* **PROBLEM STATEMENT**:
Could you rewrite the stretch from the line containing "Capability: given any image, detect where the red dress" through the end of the records, swapping "red dress" for "blue skirt" and leaving everything else unchanged?
[TASK INPUT start]
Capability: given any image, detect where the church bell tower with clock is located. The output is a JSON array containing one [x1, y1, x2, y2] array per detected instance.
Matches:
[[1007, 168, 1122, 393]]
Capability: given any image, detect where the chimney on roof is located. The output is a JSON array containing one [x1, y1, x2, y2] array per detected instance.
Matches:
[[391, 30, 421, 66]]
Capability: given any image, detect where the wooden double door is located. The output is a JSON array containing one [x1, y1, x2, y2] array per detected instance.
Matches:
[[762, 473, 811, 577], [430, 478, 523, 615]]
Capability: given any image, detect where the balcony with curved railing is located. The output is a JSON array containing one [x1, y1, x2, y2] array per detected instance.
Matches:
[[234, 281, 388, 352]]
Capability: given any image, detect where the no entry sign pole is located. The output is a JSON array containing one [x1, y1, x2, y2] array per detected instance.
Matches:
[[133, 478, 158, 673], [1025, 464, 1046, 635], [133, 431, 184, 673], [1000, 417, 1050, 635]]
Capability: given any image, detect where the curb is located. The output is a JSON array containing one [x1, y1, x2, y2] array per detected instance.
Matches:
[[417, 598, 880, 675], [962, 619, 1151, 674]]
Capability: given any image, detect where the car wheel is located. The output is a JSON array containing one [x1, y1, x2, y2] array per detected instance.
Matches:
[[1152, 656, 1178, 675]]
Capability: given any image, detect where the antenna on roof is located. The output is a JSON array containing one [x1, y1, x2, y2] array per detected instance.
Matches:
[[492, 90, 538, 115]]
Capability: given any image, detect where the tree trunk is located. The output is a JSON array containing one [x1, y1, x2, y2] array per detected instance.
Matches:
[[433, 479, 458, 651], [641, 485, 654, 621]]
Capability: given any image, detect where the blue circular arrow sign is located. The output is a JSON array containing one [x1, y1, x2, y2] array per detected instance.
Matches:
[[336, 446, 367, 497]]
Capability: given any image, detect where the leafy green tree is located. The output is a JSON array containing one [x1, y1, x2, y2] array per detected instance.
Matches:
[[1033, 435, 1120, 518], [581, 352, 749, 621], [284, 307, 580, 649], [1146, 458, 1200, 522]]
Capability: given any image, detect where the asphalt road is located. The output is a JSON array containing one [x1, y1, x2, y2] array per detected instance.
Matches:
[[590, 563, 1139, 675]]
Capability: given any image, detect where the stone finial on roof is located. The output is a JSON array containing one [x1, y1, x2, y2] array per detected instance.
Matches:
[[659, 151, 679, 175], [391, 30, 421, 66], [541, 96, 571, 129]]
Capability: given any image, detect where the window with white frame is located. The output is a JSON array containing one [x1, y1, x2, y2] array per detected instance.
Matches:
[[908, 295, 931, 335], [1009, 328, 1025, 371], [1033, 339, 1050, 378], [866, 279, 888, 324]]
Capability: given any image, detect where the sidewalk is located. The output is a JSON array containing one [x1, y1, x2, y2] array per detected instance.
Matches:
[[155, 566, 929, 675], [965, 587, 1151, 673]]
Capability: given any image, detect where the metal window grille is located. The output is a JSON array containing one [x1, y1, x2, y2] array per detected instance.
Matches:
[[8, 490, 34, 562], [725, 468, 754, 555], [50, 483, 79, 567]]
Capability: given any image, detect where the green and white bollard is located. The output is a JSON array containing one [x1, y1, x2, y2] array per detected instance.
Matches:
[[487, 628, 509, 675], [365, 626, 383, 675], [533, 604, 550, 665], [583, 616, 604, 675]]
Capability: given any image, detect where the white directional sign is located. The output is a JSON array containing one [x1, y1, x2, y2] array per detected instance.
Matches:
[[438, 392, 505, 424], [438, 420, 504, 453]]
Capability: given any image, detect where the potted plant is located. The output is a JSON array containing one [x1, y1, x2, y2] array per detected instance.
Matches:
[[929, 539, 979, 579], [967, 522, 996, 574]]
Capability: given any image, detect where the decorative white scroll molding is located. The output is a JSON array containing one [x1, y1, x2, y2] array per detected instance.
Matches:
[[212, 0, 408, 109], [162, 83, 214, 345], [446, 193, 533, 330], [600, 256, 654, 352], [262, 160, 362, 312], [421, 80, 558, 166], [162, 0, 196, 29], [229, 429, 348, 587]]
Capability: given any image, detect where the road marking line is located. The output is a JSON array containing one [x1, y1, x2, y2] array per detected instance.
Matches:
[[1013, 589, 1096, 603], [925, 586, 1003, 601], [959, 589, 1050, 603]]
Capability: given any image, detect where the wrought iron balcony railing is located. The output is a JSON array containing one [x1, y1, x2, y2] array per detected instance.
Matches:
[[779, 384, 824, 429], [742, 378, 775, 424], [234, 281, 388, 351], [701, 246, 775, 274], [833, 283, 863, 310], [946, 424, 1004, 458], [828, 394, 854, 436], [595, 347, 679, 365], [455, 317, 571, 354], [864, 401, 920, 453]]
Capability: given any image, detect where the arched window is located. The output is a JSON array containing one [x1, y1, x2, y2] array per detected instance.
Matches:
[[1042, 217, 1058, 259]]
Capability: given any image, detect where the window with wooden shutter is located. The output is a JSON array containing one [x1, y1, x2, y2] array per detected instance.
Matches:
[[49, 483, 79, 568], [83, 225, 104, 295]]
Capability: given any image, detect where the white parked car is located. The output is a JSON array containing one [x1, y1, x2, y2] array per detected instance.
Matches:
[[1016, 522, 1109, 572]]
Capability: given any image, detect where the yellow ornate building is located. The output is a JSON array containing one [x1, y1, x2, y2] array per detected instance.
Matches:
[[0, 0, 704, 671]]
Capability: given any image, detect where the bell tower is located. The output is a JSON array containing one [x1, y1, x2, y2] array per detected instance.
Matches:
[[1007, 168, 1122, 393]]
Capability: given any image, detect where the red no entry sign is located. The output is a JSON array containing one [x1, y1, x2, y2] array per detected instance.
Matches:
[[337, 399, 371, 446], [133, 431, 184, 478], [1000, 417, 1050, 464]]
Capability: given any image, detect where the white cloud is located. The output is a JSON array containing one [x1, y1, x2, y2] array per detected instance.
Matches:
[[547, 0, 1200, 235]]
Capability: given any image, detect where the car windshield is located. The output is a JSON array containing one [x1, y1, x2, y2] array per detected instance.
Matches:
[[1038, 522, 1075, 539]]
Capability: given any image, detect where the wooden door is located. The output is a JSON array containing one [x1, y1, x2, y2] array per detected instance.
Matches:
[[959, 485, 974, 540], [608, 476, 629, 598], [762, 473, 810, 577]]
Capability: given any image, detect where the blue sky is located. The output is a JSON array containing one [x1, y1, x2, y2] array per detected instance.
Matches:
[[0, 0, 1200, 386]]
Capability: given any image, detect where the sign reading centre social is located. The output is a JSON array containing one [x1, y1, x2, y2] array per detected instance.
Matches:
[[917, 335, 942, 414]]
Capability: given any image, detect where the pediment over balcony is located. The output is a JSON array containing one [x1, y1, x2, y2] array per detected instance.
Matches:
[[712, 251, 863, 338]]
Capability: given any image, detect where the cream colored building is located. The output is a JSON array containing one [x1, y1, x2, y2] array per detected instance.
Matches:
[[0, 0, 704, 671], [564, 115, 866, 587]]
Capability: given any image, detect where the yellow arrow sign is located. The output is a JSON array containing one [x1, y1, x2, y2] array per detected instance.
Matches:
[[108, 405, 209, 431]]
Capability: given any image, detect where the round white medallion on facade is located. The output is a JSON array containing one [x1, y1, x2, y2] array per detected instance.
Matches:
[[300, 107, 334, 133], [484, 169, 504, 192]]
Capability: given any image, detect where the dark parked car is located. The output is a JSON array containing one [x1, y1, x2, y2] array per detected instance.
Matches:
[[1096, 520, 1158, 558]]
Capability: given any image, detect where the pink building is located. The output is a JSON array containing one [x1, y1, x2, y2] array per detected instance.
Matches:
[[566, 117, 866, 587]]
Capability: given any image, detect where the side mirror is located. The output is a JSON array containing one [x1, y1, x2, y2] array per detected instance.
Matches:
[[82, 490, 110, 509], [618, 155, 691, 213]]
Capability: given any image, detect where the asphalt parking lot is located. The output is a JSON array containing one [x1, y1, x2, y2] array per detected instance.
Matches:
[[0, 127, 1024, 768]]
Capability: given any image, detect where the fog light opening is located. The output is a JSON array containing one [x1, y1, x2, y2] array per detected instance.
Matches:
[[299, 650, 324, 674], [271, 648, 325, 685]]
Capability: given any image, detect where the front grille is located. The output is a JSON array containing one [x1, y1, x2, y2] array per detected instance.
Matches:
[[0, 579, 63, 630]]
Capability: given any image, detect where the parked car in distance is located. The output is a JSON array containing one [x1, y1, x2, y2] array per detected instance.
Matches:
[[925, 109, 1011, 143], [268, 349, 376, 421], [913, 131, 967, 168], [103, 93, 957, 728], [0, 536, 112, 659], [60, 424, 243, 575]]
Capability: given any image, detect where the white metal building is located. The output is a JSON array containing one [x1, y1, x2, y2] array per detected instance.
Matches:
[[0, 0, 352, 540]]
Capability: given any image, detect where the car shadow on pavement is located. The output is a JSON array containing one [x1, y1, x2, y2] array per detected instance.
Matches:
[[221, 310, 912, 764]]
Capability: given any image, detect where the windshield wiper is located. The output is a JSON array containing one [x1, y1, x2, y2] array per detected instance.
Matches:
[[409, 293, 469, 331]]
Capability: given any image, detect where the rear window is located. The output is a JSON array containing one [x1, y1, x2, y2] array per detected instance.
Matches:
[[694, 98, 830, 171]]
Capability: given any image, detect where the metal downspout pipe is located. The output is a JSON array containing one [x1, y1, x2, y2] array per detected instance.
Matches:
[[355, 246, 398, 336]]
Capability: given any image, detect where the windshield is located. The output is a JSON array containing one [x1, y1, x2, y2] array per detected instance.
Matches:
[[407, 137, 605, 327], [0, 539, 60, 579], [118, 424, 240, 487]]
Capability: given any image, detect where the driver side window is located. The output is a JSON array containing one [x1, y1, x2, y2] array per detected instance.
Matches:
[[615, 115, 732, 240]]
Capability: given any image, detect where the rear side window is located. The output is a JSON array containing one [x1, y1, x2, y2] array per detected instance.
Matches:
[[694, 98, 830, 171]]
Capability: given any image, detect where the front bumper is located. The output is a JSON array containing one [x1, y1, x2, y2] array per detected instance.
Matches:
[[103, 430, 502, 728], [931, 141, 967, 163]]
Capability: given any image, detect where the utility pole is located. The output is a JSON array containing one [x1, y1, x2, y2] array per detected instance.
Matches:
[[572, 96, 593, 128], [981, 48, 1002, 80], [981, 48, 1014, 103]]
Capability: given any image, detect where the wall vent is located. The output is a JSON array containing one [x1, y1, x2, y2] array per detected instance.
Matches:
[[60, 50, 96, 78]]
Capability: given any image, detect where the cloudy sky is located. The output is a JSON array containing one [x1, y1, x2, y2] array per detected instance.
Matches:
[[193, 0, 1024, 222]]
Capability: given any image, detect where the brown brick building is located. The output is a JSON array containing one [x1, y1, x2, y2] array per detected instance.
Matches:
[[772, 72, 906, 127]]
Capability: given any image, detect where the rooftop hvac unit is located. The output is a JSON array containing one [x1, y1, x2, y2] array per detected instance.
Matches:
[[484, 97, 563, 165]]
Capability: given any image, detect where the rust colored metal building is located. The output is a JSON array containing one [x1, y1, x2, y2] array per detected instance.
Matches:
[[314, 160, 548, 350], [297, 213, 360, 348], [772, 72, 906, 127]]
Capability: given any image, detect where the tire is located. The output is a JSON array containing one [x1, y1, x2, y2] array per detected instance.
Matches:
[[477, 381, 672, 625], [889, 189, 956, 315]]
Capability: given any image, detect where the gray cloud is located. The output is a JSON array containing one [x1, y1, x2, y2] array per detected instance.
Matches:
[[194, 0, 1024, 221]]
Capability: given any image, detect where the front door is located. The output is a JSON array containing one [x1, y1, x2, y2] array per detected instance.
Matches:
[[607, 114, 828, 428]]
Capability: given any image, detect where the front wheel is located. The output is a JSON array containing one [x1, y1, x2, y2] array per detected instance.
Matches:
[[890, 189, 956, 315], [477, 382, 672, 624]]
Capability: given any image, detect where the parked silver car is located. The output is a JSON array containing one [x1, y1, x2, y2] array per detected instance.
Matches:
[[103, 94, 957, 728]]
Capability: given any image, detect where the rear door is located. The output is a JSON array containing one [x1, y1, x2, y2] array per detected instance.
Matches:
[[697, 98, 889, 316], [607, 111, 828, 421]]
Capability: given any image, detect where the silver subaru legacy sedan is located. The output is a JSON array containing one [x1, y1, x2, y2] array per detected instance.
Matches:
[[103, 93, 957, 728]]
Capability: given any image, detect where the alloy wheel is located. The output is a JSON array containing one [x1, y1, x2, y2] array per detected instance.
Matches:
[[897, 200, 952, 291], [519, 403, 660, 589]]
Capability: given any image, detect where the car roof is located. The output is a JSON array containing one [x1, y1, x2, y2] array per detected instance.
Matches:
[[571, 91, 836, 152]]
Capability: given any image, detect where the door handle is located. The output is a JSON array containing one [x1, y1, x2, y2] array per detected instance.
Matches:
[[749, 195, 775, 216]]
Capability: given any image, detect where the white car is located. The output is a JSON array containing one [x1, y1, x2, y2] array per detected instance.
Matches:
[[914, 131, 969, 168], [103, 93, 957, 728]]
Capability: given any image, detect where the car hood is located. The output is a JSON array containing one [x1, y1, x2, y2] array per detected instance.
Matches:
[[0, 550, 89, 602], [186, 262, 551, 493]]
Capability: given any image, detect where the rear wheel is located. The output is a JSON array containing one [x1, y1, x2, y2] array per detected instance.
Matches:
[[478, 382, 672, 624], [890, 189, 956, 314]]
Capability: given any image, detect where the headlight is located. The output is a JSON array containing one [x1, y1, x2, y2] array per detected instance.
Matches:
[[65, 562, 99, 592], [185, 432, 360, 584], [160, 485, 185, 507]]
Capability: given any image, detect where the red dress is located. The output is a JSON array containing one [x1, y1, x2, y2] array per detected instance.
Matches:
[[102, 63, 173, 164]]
[TASK INPUT end]
* **EXPECTED OUTPUT**:
Capability: given any image, detect where the blue skirt is located. The output is a JSON array containing one [x1, y1, x2, y2] array per detected instance.
Matches:
[[102, 63, 173, 164]]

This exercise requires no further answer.